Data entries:
■ ■ ■

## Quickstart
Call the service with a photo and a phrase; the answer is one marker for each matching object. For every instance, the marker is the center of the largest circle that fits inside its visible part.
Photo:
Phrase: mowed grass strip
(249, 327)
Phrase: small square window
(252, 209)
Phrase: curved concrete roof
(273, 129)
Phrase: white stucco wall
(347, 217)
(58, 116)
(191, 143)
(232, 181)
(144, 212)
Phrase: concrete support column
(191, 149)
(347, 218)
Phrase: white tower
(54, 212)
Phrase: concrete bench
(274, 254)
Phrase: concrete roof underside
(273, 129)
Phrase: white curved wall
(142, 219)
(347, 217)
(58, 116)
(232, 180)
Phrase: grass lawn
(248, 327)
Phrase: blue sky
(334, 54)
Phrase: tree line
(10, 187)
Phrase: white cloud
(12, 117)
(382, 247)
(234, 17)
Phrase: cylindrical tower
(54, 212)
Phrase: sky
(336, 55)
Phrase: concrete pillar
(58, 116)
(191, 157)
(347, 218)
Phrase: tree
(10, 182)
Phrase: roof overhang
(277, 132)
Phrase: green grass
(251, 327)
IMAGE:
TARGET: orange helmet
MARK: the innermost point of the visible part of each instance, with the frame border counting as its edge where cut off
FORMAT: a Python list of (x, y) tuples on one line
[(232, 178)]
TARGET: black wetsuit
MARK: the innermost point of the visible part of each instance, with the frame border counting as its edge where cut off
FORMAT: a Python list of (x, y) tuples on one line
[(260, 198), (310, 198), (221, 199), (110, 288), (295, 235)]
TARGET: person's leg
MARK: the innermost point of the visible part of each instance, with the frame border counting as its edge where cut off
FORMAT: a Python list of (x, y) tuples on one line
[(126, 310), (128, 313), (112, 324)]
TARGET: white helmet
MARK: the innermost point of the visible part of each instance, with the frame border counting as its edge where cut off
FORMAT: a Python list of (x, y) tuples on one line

■ ■ ■

WHAT YOU SHOULD DO -
Every record above needs to be given again exactly.

TASK RESULT -
## Quickstart
Call the service with a photo and a phrase; the answer is one marker for each matching object. For every instance, the marker is the center of the largest circle that fits inside its visible part.
Photo:
Phrase: mowed grass strip
(249, 327)
Phrase: small square window
(252, 209)
Phrase: curved concrete roof
(273, 129)
Phrase: white stucco wall
(347, 217)
(58, 116)
(191, 143)
(232, 181)
(144, 212)
Phrase: concrete support column
(191, 149)
(347, 218)
Phrase: white tower
(54, 212)
Phrase: concrete bench
(274, 254)
Phrase: concrete roof underside
(273, 129)
Phrase: white curved wall
(142, 219)
(347, 217)
(58, 116)
(232, 180)
Phrase: grass lawn
(248, 327)
Phrase: blue sky
(334, 54)
Phrase: tree line
(10, 187)
Phrase: white cloud
(12, 117)
(382, 247)
(234, 17)
Phrase: cylindrical tower
(54, 212)
Phrase: sky
(336, 55)
Phrase: concrete pillar
(58, 116)
(191, 157)
(347, 218)
Phrase: tree
(10, 182)
Phrase: roof overhang
(277, 132)
Phrase: green grass
(251, 327)
IMAGE:
TARGET: orange helmet
MARK: the innermost point of the visible part of each instance, with the frame border counting as its edge where cut off
FORMAT: a Python list of (x, y) tuples on one line
[(232, 178)]
TARGET: black wetsuit
MARK: the innermost point of the visible part of each instance, with the frame border counting as its edge where cut off
FORMAT: a Python list of (x, y) tuples on one line
[(260, 198), (310, 198), (221, 199), (110, 288), (295, 235)]
TARGET: person's leg
MARK: the innermost point of the visible part of each instance, with the frame border counting as its edge where cut off
FORMAT: a Python list of (x, y) tuples on one line
[(126, 310), (128, 313), (112, 324)]
TARGET: white helmet
MARK: the innermost point of the visible part of each instance, with the frame border counting as its edge where cut off
FORMAT: a Python list of (x, y) tuples on one line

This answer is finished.